Exercise task 1:
In the biography of Michael Richards, what was the title of his thesis?
Exercise task 2:
Write a continuation of the biography of Michael Richards, starting after its final sentence.

Selected text:
— start —

- Born: Zambia
- Occupations: Archaeological scientist, researcher and academic
- Title: Canada Research Chair

Academic background
- Education: B.A.(Hons) M.A. D.Philosophy
- Alma mater: Simon Fraser University University of Oxford
- Thesis: Palaeodietary studies of European human populations using bone stable isotopes

Academic work
- Institutions: Simon Fraser University

= Michael Richards (archaeologist) =

Archaeological scientist

Michael Phillip Richards (FSA, FRSC) is an archaeological scientist, researcher and an academic. He is an archaeology Professor at Simon Fraser University and Tier 1 Canada Research Chair in Archaeological Science, a Fellow of the Society of Antiquaries (London) and a Fellow of the Royal Society of Canada. Richards has published more than 300 research articles (including in journals such as Nature, Science, and PNAS). His research focuses on studying the diets diet evolution and migrations of past humans and animals using various techniques such as isotope analysis and radiocarbon dating. His work is highly cited and has gathered media coverage.

— end —

Dataset:
— start —

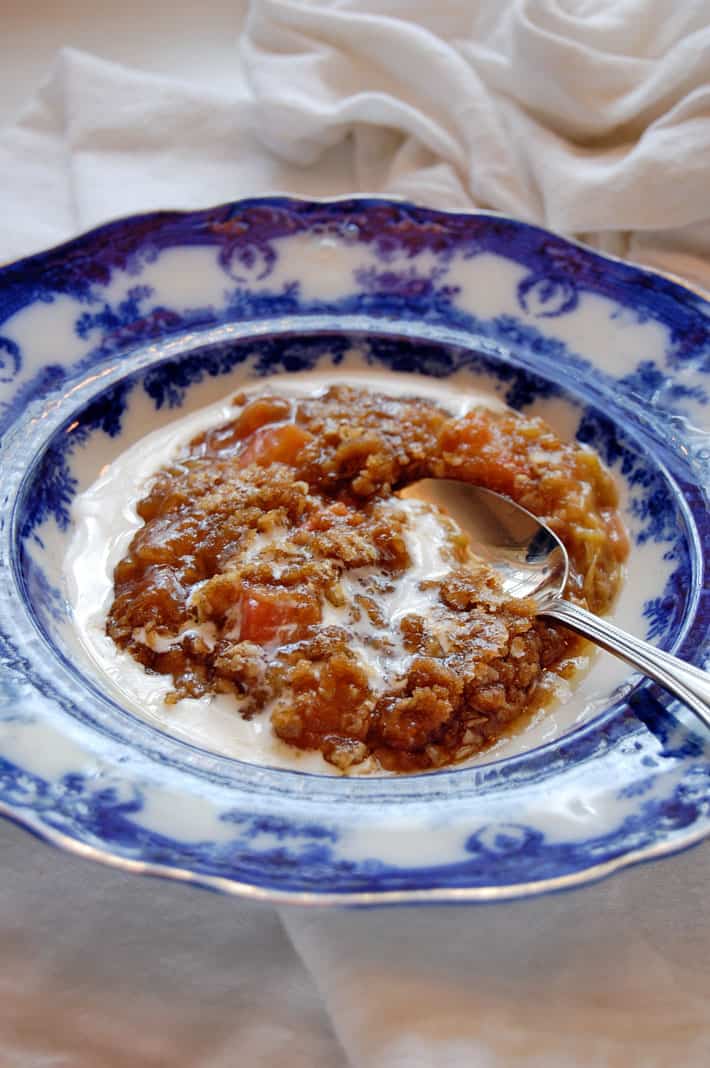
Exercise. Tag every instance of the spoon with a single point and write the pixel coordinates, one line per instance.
(532, 562)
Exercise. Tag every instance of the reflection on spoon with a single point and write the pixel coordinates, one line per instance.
(532, 562)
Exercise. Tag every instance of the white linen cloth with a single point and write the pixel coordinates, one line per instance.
(592, 118)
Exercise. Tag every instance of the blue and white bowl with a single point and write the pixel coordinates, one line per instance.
(136, 324)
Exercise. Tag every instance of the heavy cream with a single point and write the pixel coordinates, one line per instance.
(105, 520)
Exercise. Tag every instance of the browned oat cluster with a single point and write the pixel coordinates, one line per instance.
(272, 549)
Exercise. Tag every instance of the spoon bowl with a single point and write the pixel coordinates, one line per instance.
(532, 562)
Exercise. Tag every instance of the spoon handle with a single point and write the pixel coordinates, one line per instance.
(687, 682)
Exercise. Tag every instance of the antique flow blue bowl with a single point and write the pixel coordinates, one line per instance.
(135, 324)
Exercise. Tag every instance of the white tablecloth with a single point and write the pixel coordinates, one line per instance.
(587, 116)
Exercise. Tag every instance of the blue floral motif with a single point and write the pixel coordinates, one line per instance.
(10, 359)
(547, 296)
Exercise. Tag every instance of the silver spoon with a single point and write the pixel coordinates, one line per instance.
(532, 562)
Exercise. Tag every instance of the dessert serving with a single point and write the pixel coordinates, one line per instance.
(275, 564)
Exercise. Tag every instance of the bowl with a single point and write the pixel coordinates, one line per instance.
(135, 326)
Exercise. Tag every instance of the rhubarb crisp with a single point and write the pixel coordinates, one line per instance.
(277, 564)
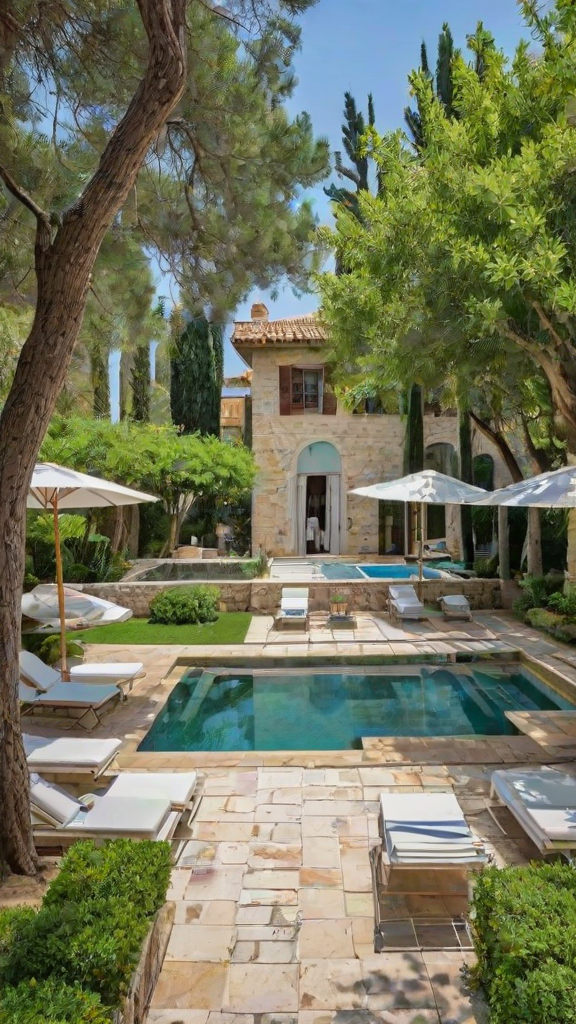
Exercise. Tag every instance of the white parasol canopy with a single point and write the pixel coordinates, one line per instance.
(425, 487)
(556, 489)
(57, 487)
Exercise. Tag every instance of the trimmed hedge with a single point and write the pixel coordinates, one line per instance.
(525, 938)
(82, 945)
(186, 605)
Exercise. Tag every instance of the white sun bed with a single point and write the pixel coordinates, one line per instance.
(293, 607)
(70, 755)
(41, 604)
(91, 700)
(404, 603)
(455, 606)
(55, 814)
(177, 787)
(543, 801)
(43, 678)
(427, 828)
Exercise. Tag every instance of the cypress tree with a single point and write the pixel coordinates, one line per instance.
(139, 383)
(195, 388)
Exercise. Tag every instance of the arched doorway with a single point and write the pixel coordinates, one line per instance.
(319, 500)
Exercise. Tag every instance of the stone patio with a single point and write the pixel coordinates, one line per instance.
(275, 911)
(274, 905)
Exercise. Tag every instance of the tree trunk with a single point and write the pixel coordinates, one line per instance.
(64, 265)
(534, 553)
(503, 544)
(465, 460)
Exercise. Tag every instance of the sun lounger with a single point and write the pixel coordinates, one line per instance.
(70, 755)
(427, 828)
(57, 815)
(91, 700)
(41, 604)
(293, 607)
(455, 606)
(403, 603)
(543, 801)
(42, 677)
(177, 787)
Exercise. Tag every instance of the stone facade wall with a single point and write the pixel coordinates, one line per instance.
(371, 448)
(263, 595)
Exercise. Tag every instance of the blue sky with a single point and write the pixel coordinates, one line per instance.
(370, 46)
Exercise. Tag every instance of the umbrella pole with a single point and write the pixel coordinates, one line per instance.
(59, 586)
(420, 550)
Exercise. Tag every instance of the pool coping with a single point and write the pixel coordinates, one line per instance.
(382, 751)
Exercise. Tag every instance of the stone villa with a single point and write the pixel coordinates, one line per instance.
(311, 452)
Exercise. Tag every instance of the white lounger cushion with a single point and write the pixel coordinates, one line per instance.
(40, 675)
(177, 787)
(77, 694)
(68, 752)
(51, 804)
(111, 672)
(120, 815)
(543, 800)
(426, 827)
(455, 601)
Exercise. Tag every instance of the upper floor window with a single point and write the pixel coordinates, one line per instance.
(303, 390)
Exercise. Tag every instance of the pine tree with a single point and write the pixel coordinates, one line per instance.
(195, 386)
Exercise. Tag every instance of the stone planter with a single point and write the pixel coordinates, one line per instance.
(146, 976)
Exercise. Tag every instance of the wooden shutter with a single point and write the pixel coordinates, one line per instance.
(329, 402)
(285, 381)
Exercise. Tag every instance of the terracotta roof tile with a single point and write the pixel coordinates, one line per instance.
(291, 330)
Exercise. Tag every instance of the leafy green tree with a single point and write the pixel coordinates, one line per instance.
(475, 248)
(116, 74)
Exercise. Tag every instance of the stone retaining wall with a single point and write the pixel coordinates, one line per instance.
(263, 595)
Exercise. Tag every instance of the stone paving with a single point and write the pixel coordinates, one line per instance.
(275, 911)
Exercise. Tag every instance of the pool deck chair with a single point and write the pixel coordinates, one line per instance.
(427, 828)
(69, 755)
(84, 702)
(293, 608)
(42, 677)
(177, 787)
(58, 818)
(455, 606)
(403, 603)
(543, 802)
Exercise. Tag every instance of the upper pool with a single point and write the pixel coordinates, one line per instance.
(269, 710)
(381, 570)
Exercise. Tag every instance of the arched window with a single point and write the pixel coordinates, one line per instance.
(483, 471)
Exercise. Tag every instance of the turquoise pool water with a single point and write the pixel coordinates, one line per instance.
(346, 570)
(261, 710)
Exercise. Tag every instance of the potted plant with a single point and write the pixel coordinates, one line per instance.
(338, 605)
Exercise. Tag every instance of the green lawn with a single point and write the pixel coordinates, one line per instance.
(231, 627)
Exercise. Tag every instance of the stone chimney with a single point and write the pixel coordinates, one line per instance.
(258, 311)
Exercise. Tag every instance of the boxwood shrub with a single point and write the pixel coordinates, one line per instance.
(184, 605)
(86, 938)
(525, 937)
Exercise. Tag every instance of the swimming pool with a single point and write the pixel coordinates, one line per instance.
(269, 710)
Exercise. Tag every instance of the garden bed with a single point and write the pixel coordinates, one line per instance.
(93, 950)
(525, 925)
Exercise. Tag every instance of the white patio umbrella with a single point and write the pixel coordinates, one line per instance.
(556, 489)
(56, 488)
(425, 487)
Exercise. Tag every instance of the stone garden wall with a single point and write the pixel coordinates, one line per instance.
(263, 595)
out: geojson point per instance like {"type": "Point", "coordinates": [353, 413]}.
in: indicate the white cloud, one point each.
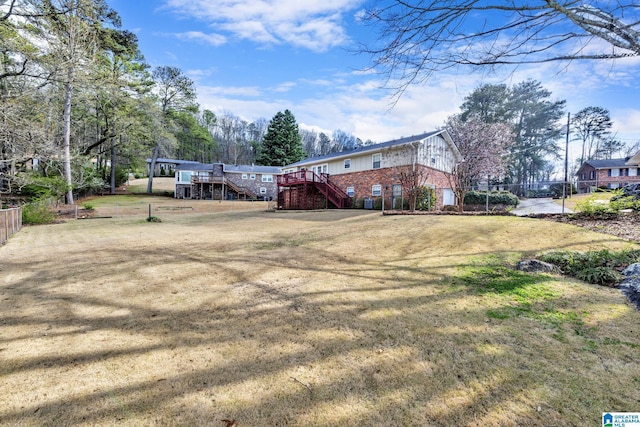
{"type": "Point", "coordinates": [311, 24]}
{"type": "Point", "coordinates": [225, 91]}
{"type": "Point", "coordinates": [212, 39]}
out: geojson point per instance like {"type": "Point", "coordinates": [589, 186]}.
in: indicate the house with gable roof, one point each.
{"type": "Point", "coordinates": [219, 181]}
{"type": "Point", "coordinates": [608, 173]}
{"type": "Point", "coordinates": [370, 172]}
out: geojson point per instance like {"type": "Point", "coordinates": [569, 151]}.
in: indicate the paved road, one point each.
{"type": "Point", "coordinates": [538, 206]}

— end —

Exercise answer 1:
Palaeodietary studies of European human populations using bone stable isotopes

Exercise answer 2:
== Education ==
Richards completed his Bachelor of Arts (with Honours) and received his Certificate in Liberal Arts from Simon Fraser University in 1992. He completed his master's degree in 1994 from the same institution before moving to U.K. for his doctoral studies. He received his Ph.D. from the University of Oxford in 1998.

== Career ==
Right after his doctoral studies, he accepted a position as postdoctoral research assistant at the Research Laboratory for Archaeology and the History of Art at Oxford University. From 2000 till 2005, Richards was associated with University of Bradford, funded through a Wellcome Trust University Award, first as a lecturer, and was later promoted to reader and then professor. In 2004 he joined the newly founded Department of Human Evolution at the Max Planck Institute for Evolutionary Anthropology (MPI-EVA) in Leipzig, Germany as a Professor (W2) until 2009. During that time he also held a part-time professorship in archaeology at the University of Durham (UK).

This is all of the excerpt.